#### Set problem:
Could you output each line of the data that follows exactly?

#### Supplied data:
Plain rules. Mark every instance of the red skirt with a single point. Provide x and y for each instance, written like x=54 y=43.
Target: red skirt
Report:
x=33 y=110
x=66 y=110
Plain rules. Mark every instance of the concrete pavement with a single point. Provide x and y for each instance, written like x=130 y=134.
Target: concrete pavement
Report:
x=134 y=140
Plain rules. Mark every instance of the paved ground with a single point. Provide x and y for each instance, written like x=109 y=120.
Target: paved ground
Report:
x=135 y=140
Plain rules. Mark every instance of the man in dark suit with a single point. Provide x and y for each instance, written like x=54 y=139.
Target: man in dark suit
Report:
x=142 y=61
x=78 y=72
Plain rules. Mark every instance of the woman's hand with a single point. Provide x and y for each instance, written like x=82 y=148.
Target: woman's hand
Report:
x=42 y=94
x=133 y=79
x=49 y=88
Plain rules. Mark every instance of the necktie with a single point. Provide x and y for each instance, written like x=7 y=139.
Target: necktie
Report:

#### Answer to the problem:
Plain rules. Mark every instance of the red skirt with a single point. Provide x and y for each instance, written like x=54 y=43.
Target: red skirt
Report:
x=33 y=110
x=66 y=110
Plain rules. Mark every instance of the concrete pavement with a single point. Provide x and y for each instance, written like x=130 y=134.
Target: concrete pavement
Report:
x=134 y=140
Plain rules. Mark every instance of the paved ground with a single point. Provide x and y for each instance, written like x=109 y=120.
Target: paved ground
Report:
x=135 y=140
Plain rules. Mark every instance of the man in dark suit with a single point. Provide x and y for each instance, written like x=54 y=139.
Target: man in dark suit
Report:
x=142 y=61
x=78 y=72
Plain rules. Mark every instance of the woman's hand with a single point. Provide x and y for each instance, written like x=82 y=148.
Target: woman's hand
Report:
x=42 y=94
x=133 y=79
x=49 y=88
Plain rules. Mark every instance of the necktie with a single point. Provide x and y for each instance, written like x=7 y=139.
Target: necktie
Report:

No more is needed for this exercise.